WORK TO COMPLETE.
a - Please reproduce the passage on overeating below word for word, everything from "But it’s not" down to "as the physical.".
b - Answer these questions using the passage on overeating:
(i) What book is Keri Gans the author of?
(ii) What were we taught as children, according to Gans?
(iii) How do people feel immediately after they overeat, in Gans's words?
c - Pick up the passage on overeating after its final sentence and continue it.

Overeating can seem harmless. So you finished that whole bag of chips the other day — what’s the big deal? But as one of the biggest causes of obesity, overeating runs deeper than simply having the occasional case of my-eyes-were-bigger-than-my-stomach syndrome.
“Overeating is when a person eats to the point of feeling uncomfortable,” says Keri Gans, RD, author of “The Small Diet Change.” “You should be able to walk away from a meal feeling satisfied but not stuffed like you need to undo your pants.”
But it’s not just a physical problem. To get to the root of why we do it, it helps to take a closer look at the psychological as well as the physical.
“A lot of it is behavioral,” says Gans. “Since we were children, we were taught to finish everything on our plate, and therefore we’ve lost the ability to recognize when we’re full.”
When you do fall prey to the temptation to overeat, a few things happen to your body.
“The immediate response for people when they overeat is that they feel tired and sluggish,” says Gans. “It takes work to digest a meal, and, if you’re eating a lot of food — especially high-fat foods — that takes a lot of energy for your body to digest.”

DATASET RECORDS.
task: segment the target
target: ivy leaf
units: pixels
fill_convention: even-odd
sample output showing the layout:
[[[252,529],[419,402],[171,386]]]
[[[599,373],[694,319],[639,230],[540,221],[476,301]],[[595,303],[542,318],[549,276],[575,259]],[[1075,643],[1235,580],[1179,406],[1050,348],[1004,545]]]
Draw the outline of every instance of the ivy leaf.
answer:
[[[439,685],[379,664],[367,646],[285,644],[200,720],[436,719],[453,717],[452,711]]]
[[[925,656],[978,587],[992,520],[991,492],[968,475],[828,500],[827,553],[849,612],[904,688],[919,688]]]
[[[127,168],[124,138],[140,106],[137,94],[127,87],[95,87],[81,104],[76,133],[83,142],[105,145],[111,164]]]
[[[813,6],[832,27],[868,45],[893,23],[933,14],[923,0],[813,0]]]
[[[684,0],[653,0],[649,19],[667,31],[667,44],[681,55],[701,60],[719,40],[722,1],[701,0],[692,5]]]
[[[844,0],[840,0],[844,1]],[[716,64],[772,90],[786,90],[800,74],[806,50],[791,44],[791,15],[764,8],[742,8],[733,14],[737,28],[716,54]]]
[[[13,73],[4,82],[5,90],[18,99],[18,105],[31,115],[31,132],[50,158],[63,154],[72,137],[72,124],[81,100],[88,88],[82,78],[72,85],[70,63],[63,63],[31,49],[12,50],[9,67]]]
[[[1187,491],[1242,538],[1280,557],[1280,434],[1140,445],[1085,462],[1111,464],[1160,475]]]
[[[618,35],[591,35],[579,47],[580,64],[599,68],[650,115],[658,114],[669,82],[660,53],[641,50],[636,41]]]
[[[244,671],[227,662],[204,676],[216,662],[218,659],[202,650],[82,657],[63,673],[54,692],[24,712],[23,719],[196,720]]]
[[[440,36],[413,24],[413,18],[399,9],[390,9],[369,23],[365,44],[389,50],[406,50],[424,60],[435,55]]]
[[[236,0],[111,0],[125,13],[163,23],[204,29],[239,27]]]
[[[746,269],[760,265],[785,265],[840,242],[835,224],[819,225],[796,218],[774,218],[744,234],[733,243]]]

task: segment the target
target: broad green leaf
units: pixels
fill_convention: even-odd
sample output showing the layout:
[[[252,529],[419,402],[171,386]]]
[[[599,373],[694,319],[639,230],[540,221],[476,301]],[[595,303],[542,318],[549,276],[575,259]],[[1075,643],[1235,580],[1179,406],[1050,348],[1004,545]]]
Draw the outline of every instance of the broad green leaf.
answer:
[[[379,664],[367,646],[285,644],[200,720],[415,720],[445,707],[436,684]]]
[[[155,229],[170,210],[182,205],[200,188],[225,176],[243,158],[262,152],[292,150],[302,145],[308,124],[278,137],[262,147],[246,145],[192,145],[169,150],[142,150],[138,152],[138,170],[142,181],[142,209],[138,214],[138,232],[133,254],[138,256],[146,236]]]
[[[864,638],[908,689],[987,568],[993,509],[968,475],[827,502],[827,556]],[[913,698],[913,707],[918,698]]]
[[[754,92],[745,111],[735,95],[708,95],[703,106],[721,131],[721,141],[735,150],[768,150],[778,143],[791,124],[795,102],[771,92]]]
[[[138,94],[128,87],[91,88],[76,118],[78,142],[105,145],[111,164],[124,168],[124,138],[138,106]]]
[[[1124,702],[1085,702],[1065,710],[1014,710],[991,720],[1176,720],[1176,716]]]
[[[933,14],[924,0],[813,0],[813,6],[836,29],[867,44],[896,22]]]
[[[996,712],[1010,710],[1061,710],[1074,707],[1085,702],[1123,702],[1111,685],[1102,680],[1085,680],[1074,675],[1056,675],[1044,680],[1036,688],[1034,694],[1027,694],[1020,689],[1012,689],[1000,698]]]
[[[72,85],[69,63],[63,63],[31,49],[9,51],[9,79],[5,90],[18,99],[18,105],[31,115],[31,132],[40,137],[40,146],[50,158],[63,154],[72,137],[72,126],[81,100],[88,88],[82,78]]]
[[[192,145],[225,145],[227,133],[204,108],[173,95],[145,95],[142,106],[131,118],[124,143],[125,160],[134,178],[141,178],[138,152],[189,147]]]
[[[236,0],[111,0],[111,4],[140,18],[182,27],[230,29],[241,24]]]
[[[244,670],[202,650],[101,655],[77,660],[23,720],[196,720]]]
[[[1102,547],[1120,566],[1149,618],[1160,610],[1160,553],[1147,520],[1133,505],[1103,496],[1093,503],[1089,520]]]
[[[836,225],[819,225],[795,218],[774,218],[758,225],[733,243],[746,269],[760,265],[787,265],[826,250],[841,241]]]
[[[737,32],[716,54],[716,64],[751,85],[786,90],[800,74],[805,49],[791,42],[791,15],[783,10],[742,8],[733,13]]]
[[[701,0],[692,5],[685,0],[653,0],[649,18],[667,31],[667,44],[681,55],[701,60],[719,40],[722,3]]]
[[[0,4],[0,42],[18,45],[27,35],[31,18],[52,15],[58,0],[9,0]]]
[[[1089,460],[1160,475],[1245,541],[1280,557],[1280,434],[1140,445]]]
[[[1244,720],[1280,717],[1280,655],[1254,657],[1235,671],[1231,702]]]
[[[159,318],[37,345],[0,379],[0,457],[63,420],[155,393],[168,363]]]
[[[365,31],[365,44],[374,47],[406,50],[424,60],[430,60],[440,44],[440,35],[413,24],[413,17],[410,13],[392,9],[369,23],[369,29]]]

TASK RESULTS.
a -
But it’s not just a physical problem. To get to the root of why we do it, it helps to take a closer look at the psychological as well as the physical.

b -
(i) "The Small Diet Change"
(ii) To finish everything on our plate
(iii) Tired and sluggish

c -
Next, you’ll get that uncomfortable bloated feeling. As your body works to digest the high volume of food, your stomach will produce gases, leaving you to deal with the discomfort of your waistband suddenly cutting into your stomach.
You might also experience a separate pain from acid reflux, which can be triggered by downing a high volume of food.
And most importantly (and obviously), any time you consume more calories than you burn, you’ll gain weight.
So what can we do about it? First, figure out if you’re actually hungry or if reaching for the plate of cookies in the break room is more of an emotional response.
“One of the first things I always tell my patients is to use what I call the ‘HALT’ method,” says Gans. “Are they hungry, angry, lonely or tired?”
Once you’ve ruled out an underlying psychological state as your motivation for eating, take a look at what’s actually on your plate. A properly portioned meal that’s high in fiber will fill you up and leave you feeling satisfied and nourished. Gans recommends following the 25-25-50 rule: one-quarter of your meal should be lean protein like grilled shrimp, one-quarter whole grains like whole-wheat pasta and half filling fiber like grilled veggies.
You can also eat from a smaller plate when possible, since several studies have shown that how big our portion appears relative to plate size plays a big role in how much of it we eat.
Now that you’re sitting at the table, make mealtime an actual event. “Slow down and remove distractions,” says Gans. “Actually focus on eating, tasting and enjoying your food.”
And finally, she recommends drinking water with your meals — it will help to slow you down and fill you up, giving you the upper hand on overeating.